- [EXTRACTED INFORMATION]
-------

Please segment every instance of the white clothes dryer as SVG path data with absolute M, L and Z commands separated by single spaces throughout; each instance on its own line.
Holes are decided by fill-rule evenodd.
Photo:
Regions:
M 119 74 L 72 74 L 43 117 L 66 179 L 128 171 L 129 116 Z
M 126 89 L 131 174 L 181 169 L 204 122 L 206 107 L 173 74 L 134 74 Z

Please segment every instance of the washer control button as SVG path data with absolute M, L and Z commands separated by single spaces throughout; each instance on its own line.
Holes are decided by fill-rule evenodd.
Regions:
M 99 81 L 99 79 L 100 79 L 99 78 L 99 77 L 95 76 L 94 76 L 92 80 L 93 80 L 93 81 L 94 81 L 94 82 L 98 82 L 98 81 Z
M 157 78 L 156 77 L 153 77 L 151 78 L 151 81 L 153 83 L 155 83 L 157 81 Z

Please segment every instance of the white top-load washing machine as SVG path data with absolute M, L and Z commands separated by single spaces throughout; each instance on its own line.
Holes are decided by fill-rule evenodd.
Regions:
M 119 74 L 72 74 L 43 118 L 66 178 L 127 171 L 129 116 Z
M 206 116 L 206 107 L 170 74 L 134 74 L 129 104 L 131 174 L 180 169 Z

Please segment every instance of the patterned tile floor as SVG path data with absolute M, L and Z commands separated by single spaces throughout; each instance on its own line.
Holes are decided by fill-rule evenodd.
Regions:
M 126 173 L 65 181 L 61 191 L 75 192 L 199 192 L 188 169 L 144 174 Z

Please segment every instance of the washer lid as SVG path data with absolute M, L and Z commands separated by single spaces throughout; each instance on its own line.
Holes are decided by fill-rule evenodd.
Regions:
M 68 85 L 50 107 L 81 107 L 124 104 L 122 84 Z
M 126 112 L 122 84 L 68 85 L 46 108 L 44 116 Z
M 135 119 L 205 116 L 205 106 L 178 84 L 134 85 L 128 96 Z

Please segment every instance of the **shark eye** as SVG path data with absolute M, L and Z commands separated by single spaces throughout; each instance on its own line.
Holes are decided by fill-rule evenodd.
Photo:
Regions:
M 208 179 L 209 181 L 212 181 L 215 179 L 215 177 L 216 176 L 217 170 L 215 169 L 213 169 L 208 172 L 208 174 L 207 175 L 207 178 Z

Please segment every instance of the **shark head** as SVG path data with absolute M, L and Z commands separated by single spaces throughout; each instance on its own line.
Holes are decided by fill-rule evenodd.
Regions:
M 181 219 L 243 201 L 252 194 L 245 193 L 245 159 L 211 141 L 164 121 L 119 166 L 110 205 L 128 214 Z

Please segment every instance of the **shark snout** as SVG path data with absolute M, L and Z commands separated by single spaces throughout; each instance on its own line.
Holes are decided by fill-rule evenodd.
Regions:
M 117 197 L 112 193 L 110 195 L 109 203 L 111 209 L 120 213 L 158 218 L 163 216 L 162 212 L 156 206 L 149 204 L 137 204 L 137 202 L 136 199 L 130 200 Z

-------

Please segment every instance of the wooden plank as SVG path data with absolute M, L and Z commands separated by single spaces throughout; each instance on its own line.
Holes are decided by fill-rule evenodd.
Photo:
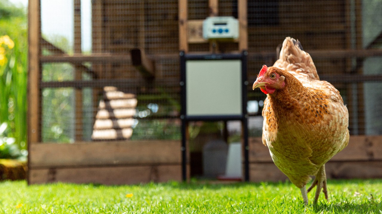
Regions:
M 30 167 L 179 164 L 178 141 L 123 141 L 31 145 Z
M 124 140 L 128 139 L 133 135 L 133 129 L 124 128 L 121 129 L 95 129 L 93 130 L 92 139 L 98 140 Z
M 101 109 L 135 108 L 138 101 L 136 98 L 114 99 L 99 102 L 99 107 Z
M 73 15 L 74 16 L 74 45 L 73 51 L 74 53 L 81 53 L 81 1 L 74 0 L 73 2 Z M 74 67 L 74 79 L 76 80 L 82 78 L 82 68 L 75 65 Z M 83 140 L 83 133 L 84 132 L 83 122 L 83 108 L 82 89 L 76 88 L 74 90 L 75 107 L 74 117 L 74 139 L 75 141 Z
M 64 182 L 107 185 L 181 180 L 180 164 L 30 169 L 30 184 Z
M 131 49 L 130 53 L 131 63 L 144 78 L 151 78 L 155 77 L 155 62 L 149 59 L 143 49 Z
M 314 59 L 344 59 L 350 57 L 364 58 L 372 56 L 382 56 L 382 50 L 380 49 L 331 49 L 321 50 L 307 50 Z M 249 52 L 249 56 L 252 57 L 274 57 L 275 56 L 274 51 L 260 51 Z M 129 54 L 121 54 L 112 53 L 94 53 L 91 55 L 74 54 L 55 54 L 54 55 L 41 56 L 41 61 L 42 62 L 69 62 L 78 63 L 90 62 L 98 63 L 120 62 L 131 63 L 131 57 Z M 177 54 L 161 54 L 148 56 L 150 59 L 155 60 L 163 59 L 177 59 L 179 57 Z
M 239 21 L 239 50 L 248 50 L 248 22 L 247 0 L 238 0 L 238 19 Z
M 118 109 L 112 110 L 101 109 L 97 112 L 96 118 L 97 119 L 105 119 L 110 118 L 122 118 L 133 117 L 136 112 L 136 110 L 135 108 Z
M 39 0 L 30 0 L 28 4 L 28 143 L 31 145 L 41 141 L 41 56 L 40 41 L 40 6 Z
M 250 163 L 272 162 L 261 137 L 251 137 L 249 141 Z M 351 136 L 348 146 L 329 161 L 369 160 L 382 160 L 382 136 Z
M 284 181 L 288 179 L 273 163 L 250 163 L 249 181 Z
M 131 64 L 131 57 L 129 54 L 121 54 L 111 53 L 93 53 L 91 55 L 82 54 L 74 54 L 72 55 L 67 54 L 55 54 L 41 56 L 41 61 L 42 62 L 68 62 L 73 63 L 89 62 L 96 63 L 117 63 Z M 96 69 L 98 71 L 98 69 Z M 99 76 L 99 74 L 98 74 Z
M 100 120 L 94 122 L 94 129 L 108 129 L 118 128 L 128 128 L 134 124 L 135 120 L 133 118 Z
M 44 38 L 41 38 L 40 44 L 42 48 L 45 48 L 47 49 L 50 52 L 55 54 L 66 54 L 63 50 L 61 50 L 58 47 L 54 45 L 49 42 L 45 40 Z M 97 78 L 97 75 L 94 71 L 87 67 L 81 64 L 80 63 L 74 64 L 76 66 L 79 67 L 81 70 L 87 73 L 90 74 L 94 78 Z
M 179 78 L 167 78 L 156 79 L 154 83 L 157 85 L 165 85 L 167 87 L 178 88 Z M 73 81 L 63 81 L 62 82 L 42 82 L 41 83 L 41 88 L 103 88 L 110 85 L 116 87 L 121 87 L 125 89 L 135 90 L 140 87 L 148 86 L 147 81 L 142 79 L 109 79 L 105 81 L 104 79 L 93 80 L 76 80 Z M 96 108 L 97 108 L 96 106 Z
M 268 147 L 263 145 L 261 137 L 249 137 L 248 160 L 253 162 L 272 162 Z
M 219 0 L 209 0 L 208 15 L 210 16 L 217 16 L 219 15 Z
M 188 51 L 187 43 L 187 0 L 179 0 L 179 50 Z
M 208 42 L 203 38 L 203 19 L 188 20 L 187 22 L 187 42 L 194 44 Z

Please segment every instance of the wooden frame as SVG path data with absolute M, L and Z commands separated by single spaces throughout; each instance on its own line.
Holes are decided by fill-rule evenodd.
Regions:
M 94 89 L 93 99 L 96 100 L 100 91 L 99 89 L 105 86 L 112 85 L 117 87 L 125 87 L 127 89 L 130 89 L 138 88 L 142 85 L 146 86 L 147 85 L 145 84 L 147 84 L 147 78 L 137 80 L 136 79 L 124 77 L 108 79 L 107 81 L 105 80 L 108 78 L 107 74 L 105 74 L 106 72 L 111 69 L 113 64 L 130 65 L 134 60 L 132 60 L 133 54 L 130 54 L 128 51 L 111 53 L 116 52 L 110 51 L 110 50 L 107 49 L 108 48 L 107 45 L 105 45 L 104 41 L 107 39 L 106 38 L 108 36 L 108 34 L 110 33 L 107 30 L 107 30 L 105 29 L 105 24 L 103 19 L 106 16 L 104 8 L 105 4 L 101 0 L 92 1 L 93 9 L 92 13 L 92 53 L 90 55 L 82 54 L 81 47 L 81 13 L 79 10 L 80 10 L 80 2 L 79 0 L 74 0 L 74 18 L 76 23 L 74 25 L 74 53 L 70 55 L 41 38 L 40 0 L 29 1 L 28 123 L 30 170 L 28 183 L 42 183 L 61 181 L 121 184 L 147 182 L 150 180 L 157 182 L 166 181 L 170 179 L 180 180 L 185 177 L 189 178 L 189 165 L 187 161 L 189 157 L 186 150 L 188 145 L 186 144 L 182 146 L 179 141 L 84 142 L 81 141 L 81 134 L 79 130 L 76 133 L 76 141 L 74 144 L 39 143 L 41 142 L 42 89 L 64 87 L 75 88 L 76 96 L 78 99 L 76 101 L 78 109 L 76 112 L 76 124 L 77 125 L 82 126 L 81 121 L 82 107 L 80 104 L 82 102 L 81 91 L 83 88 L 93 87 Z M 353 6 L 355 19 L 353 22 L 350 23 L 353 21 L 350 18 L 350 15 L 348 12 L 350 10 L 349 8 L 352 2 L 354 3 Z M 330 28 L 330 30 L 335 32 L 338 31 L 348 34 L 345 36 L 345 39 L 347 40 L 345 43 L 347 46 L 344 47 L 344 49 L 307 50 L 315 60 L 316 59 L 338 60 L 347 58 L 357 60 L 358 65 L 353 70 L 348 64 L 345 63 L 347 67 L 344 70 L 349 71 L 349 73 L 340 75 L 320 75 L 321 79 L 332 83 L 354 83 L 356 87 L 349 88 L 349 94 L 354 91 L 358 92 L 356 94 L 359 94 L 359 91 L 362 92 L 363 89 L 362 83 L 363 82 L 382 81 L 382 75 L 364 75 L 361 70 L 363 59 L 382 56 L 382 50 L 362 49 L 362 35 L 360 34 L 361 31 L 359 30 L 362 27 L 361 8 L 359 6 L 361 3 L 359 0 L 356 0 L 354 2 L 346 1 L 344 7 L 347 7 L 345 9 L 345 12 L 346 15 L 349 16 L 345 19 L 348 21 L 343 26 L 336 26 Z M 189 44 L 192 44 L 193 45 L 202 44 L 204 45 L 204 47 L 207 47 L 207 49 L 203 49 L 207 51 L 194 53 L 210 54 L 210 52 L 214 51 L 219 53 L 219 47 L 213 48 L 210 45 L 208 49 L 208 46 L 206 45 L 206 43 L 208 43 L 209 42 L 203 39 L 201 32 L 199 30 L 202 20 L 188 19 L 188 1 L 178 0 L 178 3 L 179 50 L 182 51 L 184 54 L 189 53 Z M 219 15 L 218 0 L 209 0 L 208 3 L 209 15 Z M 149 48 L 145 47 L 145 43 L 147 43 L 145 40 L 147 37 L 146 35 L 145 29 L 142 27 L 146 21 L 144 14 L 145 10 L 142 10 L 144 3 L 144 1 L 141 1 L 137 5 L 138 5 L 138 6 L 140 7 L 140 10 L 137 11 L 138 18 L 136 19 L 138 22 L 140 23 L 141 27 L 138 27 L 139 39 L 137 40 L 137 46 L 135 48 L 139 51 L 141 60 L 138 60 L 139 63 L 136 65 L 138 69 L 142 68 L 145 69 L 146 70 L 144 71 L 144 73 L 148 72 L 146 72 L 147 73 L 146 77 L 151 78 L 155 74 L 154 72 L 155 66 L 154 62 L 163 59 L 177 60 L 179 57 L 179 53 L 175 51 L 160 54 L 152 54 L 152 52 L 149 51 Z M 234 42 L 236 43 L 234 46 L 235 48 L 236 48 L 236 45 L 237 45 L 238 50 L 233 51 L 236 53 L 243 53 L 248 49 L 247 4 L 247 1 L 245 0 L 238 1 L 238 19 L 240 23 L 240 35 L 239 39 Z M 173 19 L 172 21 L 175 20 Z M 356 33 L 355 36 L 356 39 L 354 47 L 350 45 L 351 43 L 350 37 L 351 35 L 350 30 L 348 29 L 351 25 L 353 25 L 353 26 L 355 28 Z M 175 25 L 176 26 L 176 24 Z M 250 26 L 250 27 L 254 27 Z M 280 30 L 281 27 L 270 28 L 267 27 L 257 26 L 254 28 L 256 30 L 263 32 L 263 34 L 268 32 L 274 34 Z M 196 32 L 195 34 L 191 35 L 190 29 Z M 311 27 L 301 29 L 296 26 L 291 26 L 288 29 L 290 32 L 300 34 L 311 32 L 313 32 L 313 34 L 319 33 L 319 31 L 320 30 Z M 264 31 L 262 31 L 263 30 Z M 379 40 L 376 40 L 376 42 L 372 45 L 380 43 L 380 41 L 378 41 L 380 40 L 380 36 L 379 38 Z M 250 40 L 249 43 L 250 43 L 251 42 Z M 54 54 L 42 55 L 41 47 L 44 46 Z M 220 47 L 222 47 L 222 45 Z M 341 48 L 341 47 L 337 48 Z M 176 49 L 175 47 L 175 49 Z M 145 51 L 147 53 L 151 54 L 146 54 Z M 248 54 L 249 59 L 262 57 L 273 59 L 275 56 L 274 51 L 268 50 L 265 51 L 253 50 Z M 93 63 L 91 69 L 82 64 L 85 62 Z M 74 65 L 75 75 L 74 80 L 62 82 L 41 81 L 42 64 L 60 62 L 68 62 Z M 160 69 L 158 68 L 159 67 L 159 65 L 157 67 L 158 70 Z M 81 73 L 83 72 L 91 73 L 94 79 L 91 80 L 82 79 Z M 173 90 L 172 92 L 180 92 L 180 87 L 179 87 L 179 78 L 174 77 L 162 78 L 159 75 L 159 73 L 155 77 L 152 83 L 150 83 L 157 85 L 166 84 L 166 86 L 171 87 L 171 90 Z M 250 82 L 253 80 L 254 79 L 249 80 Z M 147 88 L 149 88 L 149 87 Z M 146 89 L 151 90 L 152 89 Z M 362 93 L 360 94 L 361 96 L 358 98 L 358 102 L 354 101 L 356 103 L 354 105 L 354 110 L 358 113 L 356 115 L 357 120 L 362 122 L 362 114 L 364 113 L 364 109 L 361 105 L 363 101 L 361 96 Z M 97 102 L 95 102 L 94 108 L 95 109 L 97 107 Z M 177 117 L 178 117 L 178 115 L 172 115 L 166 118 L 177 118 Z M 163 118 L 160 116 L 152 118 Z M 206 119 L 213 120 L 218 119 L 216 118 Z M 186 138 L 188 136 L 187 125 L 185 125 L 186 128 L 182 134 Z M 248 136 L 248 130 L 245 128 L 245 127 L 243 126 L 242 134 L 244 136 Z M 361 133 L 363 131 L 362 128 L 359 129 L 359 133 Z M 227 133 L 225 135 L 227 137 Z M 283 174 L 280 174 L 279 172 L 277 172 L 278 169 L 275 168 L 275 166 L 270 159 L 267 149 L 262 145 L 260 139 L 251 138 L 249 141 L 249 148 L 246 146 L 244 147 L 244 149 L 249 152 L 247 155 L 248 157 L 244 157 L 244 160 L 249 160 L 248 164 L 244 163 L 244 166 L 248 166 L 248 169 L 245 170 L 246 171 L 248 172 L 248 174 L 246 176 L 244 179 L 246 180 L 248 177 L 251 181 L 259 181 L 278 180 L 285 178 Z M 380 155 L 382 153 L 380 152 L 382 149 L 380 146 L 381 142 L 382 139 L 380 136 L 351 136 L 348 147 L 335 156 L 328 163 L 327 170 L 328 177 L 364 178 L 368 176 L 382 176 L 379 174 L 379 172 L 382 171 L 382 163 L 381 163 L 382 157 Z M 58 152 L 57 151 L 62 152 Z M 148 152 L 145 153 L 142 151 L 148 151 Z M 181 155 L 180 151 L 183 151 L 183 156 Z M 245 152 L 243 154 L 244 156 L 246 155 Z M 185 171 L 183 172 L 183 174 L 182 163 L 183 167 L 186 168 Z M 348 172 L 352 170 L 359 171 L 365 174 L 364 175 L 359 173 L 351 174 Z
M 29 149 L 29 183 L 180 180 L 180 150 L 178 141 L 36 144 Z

-------

- [WORK INSTRUCTIONS]
Please reproduce the data from the line containing "Please segment every instance of the **shark snout**" down through the line containing "M 117 197 L", replacing "shark snout" with "shark fin" and leaving everything else unchanged.

- [PROBLEM SOLUTION]
Please segment every instance of the **shark fin** as SVG path data with absolute M, L and Z commands separated by single spaces throughout; each instance on its own line.
Holes are decided by fill-rule evenodd.
Regions:
M 117 197 L 112 193 L 110 195 L 109 203 L 111 209 L 120 213 L 158 218 L 163 216 L 162 212 L 156 206 L 149 204 L 137 204 L 137 202 L 136 199 L 130 200 Z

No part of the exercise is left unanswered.